* [Exercise] Scan the entries that follow for the word "flower", then report every line in which it appears.

[Referring expression data]

####

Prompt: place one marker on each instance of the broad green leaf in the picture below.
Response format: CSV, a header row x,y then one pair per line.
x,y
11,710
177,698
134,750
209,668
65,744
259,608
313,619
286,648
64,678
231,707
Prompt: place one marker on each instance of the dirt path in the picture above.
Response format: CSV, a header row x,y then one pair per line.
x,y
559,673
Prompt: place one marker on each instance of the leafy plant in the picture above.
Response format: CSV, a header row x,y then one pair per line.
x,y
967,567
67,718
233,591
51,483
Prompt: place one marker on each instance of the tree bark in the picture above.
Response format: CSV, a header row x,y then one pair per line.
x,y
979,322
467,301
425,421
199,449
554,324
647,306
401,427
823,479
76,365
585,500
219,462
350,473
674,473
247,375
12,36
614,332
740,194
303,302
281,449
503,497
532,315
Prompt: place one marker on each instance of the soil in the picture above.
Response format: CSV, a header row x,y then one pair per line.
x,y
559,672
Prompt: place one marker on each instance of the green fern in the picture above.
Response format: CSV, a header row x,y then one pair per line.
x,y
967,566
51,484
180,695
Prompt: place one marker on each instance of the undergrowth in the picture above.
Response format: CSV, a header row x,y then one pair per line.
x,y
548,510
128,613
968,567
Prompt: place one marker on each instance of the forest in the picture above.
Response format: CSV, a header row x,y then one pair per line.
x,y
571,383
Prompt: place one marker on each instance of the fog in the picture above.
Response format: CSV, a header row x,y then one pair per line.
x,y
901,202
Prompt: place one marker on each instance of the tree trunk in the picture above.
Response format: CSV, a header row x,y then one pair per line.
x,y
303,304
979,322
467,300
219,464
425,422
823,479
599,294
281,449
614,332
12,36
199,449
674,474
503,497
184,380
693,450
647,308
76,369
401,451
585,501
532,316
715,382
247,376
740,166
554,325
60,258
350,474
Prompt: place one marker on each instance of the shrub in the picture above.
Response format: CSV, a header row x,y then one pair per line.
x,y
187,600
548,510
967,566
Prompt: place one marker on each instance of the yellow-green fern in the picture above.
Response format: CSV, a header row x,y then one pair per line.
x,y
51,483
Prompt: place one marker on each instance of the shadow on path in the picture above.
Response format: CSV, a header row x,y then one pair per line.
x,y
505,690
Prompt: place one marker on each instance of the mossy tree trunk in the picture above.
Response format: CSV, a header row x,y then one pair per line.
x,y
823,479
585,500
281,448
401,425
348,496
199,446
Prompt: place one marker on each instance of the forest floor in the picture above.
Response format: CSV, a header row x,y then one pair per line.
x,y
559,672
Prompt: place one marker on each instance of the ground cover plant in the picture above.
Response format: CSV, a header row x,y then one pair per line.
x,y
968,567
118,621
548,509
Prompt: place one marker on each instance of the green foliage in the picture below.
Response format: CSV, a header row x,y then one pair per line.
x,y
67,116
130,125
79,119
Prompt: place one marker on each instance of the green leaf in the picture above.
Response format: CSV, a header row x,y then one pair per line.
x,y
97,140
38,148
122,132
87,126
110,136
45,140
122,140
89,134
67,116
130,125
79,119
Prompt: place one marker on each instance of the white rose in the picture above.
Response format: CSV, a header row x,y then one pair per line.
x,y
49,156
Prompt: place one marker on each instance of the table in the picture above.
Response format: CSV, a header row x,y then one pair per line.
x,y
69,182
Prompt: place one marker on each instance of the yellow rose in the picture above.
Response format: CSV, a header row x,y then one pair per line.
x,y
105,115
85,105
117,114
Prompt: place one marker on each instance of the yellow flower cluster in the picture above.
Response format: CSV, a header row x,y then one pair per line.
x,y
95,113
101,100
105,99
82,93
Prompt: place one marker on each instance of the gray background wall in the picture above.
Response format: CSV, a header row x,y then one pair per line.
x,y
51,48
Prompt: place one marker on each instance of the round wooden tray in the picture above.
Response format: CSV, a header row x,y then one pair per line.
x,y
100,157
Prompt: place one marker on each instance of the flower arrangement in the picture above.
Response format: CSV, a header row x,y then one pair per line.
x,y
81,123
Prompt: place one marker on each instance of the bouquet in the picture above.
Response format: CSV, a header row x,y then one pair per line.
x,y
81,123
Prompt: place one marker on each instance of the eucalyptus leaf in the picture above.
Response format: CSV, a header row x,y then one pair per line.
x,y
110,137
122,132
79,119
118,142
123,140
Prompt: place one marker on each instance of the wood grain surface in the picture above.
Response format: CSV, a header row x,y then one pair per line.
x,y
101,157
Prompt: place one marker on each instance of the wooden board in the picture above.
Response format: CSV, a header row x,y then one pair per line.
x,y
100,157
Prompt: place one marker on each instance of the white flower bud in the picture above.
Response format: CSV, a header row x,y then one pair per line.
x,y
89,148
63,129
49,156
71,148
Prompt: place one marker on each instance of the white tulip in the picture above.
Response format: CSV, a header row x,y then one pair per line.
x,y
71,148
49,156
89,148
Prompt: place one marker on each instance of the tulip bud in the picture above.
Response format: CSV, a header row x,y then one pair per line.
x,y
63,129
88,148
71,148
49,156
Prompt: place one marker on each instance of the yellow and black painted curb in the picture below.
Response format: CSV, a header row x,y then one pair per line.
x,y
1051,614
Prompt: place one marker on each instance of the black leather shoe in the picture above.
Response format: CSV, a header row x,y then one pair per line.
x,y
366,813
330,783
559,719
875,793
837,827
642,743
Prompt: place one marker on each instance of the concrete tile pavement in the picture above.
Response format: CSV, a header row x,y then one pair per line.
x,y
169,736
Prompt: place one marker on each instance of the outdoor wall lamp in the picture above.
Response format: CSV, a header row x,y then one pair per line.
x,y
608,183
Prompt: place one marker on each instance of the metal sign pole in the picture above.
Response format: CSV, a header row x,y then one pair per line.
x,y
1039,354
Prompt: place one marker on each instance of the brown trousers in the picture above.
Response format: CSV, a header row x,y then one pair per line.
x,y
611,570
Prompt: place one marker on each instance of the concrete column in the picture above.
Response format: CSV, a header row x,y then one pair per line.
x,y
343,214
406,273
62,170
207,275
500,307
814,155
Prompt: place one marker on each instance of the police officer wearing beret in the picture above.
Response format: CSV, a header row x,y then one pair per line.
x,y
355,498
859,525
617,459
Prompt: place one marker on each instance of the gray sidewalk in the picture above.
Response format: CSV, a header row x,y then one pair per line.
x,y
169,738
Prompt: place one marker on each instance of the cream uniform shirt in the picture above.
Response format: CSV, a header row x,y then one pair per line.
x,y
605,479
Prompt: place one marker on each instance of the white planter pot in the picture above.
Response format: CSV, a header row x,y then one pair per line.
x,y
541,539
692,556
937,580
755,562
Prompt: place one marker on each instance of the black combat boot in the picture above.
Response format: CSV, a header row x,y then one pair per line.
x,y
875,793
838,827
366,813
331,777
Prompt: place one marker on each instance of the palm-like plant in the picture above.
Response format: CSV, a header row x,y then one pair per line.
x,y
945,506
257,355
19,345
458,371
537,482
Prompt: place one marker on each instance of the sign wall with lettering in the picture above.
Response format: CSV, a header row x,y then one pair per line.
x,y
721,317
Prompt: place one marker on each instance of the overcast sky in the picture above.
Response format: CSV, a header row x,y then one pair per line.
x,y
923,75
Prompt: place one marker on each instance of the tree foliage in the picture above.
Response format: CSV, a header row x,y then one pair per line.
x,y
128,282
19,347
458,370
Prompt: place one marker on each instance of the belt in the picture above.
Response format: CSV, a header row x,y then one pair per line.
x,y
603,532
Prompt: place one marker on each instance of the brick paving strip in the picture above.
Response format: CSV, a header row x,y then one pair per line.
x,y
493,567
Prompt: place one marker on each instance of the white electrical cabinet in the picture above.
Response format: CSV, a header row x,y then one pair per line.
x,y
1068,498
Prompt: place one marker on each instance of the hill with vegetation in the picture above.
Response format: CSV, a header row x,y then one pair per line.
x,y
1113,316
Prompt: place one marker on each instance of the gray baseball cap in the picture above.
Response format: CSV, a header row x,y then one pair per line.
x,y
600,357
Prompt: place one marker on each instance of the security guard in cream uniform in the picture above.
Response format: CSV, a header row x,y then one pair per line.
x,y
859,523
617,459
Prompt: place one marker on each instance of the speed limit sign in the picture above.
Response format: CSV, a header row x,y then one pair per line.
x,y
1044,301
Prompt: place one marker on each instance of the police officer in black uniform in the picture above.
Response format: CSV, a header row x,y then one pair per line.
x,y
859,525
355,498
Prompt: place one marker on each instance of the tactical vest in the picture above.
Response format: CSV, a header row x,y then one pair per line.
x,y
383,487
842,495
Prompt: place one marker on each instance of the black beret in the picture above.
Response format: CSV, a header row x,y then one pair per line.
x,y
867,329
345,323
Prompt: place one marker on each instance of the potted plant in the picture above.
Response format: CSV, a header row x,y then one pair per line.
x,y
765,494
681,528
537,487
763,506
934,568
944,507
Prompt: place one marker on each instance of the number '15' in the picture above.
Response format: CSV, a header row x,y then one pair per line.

####

* [Task answer]
Prompt: place one marker on each instance of the yellow flower cluster in the picture above.
Prompt: place one marker on each instance of the flower arrangement in the picture above.
Prompt: place one marker on each instance of the white flower bud in the picture above.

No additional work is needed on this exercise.